§ Problems and tasks:
a) From the news item about the attack on Francia Márquez, return the passage between "Separately, social conflict" and "guerrillas, reports Nueva Sociedad.", inclusive.
b) According to the news item about the attack on Francia Márquez, what award did Márquez win last year?
c) Name every news outlet that the news item about the attack on Francia Márquez cites as a source.

§ Quoted text:
Tuesday, May 7, 2019

Attack against Colombian Goldman recipient showcases violence against activists (May 7, 2019)

Francia Márquez, one of Colombia’s most-prominent grassroots activists, was attacked by gunmen in the southern town of Santander de Quilichao. Márquez, who won last year's Goldman Environmental Prize for her work fighting illegal gold mining by armed groups in her Afro-Colombian community, survived the attack, reports the Associated Press

Nonetheless, the attack highlights the dangers faced by activists in a country where one is killed, on average, every two days, notes Reuters.

Márquez was at an event that gathered 16 other major Afro-Colombian leaders. One receive a Whatsapp threat yesterday warning that Saturday's attack -- which involved a grenade and crossfire with security agents -- was just the beginning, reports La Silla Vacía.

Separately, social conflict has become a hallmark of the Duque administration, particularly in Colombia's Cauca region. President Iván Duque has criminalized protesters though and likened them to guerrillas, reports Nueva Sociedad.

§ Entries:
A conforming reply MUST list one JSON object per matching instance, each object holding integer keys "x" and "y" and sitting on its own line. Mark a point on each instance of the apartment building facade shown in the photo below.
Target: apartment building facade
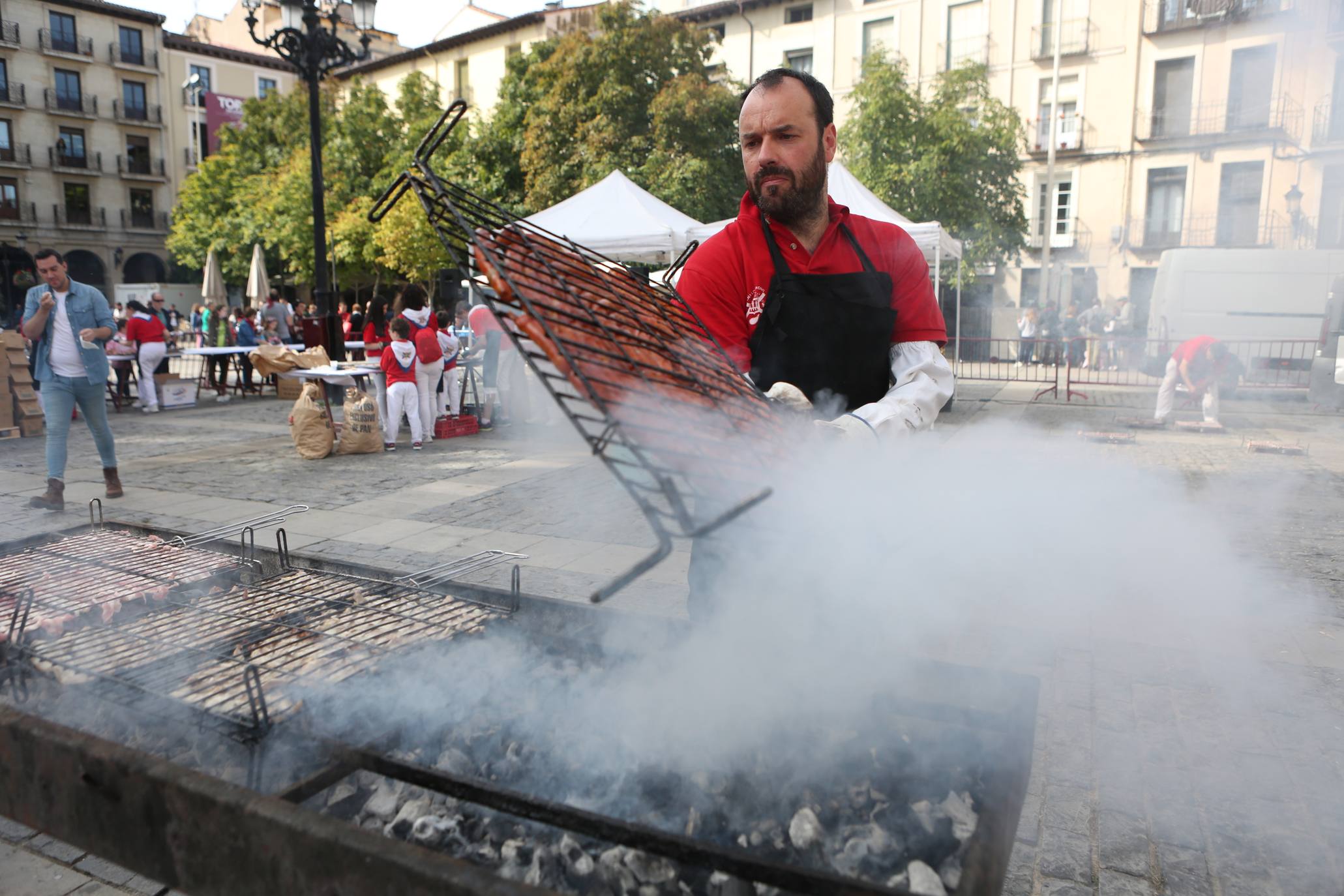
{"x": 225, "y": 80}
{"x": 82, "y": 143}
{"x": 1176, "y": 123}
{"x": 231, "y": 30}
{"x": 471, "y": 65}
* * *
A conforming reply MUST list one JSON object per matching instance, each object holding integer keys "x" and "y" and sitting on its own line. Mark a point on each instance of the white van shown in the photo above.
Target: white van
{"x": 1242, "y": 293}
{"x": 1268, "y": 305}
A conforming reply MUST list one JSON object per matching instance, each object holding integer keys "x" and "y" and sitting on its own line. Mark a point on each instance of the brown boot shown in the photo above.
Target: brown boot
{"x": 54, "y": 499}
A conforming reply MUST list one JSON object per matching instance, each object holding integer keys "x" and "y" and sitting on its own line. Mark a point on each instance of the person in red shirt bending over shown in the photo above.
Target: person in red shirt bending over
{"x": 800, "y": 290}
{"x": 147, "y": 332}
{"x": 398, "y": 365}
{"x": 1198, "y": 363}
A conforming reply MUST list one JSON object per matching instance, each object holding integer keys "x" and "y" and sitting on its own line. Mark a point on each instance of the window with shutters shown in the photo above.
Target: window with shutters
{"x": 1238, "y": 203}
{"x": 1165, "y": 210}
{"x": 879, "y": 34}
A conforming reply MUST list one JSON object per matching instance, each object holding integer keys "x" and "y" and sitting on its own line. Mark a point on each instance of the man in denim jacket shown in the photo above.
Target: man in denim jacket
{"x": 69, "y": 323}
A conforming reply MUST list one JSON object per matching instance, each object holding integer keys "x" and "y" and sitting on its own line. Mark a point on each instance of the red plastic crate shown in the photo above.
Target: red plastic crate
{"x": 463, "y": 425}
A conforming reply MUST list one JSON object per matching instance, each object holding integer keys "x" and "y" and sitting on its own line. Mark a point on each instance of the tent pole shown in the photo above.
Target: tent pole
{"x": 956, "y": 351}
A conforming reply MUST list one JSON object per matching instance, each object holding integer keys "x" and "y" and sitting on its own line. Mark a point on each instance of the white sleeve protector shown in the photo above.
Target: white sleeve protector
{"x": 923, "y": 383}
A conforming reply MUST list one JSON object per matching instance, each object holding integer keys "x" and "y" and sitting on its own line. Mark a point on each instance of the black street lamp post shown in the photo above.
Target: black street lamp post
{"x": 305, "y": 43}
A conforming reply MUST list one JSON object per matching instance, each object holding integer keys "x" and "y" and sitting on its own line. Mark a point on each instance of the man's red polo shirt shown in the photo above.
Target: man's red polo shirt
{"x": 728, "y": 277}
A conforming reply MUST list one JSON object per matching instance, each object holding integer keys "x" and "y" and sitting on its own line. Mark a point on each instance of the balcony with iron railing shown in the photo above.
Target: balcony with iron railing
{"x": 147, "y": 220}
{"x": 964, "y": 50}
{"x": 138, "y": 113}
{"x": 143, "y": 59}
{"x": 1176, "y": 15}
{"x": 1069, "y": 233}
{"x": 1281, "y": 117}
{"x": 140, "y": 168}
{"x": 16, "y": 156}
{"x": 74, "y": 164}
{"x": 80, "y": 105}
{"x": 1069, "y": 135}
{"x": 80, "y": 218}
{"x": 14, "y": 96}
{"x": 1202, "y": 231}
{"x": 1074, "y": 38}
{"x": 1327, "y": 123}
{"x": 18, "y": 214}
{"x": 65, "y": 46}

§ Results for each task:
a)
Separately, social conflict has become a hallmark of the Duque administration, particularly in Colombia's Cauca region. President Iván Duque has criminalized protesters though and likened them to guerrillas, reports Nueva Sociedad.

b) The Goldman Environmental Prize.

c)
Associated Press
Reuters
La Silla Vacía
Nueva Sociedad